> **Extrait proposé**:
En 1860, l'impératrice Eugénie offrit un reliquaire en bronze doré pour abriter les reliques possédées par l'abbaye, reliques de saint Cyran, saint Génitour, saint Sylvain et saint Fructueux.
Il ne reste plus de l'abbaye même que la "Chambre des hôtes".
L'ancienne hôtellerie aujourd'hui
Les Moulins de Paris achetèrent le domaine et en firent, plus tard, une maison de vacances pour leurs employés.
Dans les années 1930, l'abbaye fut convertie en un élevage de chiens de chasse.
En juin 1975, l'abbaye fut acquise par la sœur de Mgr Marcel Lefebvre qui la renomma alors "abbaye Saint-Michel". Celle-ci devint la maison mère des Sœurs de la Fraternité Saint-Pie-X. Le 8 septembre 1977, les premières postulantes rejoignirent le groupe initial.
Les sœurs protégèrent le milicien Paul Touvier, recherché par la justice pour crime contre l'humanité. Une perquisition menée le 21 mai 1989 dans l'abbaye permit à une quarantaine de gendarmes de saisir les bagages du milicien. À la suite des aveux de l'aumônier de l'abbaye, Touvier sera arrêté le 24 mai 1989 au prieuré Saint-Joseph à Nice.

> **Consigne 1**:
Indiquez si chacune des affirmations suivantes concorde avec l'extrait sur l'abbaye, en répondant par oui ou par non et en citant textuellement les mots décisifs : (a) l'impératrice Eugénie offrit un reliquaire en 1860 ; (b) dans les années 1930, l'abbaye devint une maison de vacances ; (c) Paul Touvier fut arrêté dans l'abbaye.
> **Consigne 2**:
D'après l'extrait sur l'abbaye, quel nom la sœur de Mgr Marcel Lefebvre donna-t-elle à l'abbaye après l'avoir acquise ?
Les items ci-après sont tirés d'une source distincte.

> **Données fournies**:
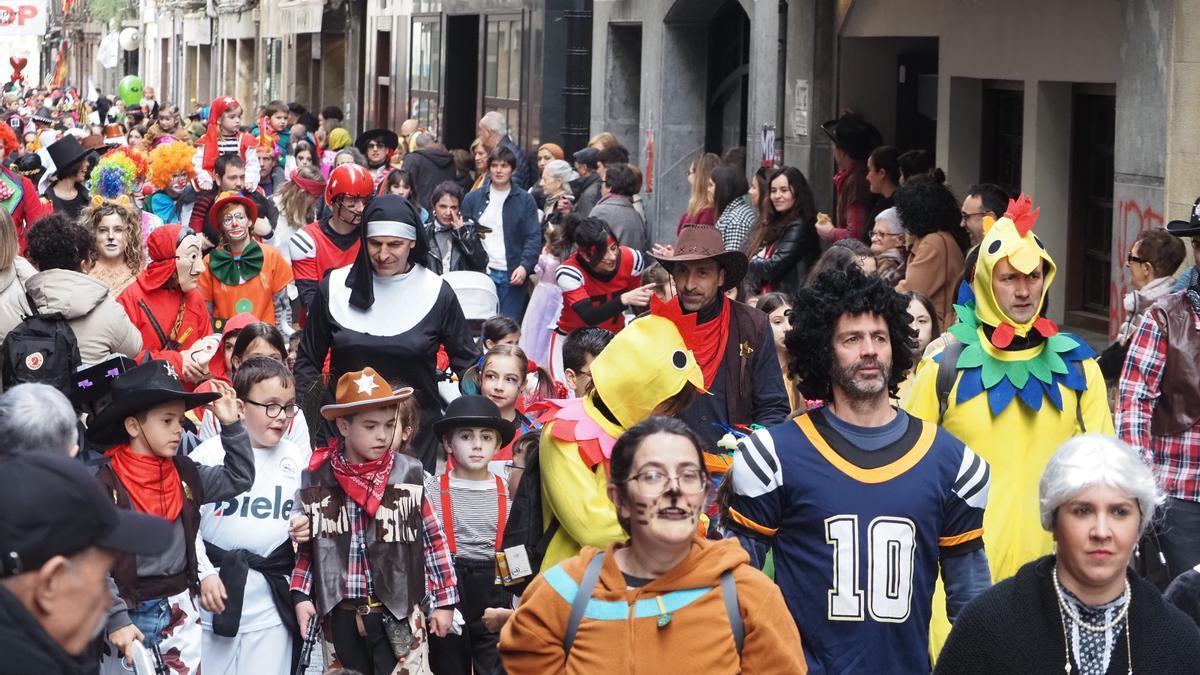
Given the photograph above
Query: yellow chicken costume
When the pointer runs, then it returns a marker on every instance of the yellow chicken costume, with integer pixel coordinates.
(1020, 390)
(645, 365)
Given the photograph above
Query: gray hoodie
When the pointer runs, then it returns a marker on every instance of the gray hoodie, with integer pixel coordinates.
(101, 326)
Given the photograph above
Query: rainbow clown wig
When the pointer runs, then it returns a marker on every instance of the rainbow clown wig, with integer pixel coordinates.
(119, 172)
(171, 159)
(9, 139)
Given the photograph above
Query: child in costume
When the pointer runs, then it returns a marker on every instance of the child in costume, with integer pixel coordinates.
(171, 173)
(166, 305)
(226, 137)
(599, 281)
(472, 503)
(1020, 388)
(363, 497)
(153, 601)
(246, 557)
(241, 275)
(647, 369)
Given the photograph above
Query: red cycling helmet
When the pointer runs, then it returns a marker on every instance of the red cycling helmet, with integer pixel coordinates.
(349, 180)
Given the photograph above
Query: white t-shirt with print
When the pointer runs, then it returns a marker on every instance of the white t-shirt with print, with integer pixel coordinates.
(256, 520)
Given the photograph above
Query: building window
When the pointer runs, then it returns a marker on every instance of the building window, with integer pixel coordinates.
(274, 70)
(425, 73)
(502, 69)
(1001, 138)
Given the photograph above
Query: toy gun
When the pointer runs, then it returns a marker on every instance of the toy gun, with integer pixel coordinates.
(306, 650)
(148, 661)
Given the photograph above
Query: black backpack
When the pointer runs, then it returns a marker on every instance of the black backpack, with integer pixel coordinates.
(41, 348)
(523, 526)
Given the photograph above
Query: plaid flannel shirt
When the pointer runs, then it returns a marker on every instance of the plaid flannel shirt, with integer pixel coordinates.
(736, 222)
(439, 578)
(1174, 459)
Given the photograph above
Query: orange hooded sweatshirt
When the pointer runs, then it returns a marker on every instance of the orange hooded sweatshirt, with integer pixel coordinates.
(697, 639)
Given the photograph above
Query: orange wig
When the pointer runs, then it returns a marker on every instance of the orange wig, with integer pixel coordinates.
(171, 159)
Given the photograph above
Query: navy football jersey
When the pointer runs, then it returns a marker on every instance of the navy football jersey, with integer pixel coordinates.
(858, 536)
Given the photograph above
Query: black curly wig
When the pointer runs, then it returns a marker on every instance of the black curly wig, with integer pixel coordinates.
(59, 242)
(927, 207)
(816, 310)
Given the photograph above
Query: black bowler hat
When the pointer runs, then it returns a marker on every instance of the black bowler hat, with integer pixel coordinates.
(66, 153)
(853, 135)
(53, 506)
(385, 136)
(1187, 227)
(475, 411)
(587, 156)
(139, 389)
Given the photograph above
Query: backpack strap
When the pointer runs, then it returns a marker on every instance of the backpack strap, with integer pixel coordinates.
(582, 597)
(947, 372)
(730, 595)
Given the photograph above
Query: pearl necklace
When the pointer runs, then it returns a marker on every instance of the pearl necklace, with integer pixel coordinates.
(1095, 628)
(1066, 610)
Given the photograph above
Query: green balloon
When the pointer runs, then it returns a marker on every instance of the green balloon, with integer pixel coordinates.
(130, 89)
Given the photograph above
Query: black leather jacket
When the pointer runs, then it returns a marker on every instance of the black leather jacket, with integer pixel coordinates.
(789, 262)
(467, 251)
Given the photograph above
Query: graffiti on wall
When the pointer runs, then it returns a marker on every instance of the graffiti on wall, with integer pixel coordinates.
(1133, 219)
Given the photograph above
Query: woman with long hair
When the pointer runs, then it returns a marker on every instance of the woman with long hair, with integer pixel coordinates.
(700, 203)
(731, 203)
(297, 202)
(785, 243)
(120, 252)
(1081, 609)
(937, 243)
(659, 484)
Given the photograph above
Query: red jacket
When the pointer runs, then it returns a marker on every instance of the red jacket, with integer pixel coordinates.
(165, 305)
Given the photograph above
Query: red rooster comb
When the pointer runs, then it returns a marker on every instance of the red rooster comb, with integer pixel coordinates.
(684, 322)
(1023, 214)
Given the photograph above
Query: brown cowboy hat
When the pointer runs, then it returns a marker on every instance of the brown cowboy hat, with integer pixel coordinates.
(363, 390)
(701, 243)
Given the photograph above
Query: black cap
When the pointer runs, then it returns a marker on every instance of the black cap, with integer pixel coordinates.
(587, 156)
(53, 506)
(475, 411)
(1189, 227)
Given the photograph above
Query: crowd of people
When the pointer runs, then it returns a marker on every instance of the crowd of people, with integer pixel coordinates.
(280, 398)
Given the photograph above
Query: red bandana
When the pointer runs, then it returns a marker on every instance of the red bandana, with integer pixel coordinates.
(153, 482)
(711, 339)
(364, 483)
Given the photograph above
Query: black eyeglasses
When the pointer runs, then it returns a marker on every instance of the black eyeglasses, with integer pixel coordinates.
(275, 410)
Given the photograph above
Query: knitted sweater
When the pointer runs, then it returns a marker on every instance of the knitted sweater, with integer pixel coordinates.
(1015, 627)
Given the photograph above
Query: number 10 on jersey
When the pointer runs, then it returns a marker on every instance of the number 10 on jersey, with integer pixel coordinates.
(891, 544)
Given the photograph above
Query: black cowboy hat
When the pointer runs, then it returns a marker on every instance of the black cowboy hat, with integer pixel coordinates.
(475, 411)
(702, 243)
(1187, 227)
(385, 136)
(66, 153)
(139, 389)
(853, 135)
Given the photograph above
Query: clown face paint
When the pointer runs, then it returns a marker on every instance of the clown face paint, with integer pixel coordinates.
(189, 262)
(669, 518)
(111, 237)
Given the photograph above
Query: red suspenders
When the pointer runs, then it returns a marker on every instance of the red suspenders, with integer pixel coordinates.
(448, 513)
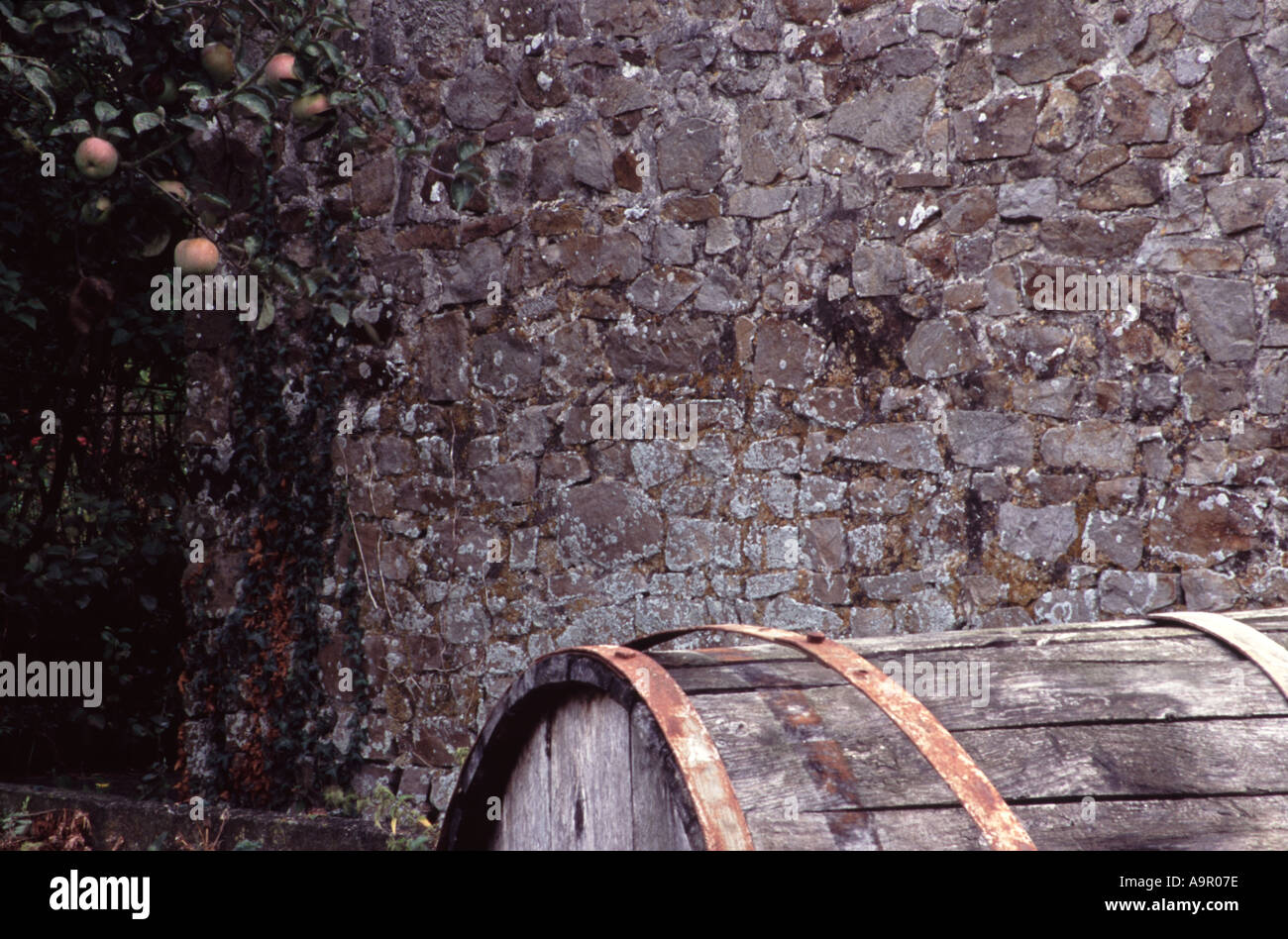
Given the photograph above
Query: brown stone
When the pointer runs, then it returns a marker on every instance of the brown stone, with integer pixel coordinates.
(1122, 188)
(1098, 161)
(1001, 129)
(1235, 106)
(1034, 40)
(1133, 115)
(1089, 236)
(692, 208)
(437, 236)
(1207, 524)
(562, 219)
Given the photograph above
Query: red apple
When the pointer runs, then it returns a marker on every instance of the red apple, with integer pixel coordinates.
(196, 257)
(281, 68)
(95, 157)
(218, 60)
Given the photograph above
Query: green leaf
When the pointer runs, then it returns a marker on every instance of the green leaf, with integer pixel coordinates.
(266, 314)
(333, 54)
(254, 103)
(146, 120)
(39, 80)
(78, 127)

> **Corrigé 1**:
(a) Oui : « En 1860, l'impératrice Eugénie offrit un reliquaire en bronze doré ».
(b) Non : « Dans les années 1930, l'abbaye fut convertie en un élevage de chiens de chasse. »
(c) Non : « Touvier sera arrêté le 24 mai 1989 au prieuré Saint-Joseph à Nice. »

> **Corrigé 2**:
Elle la renomma « abbaye Saint-Michel ».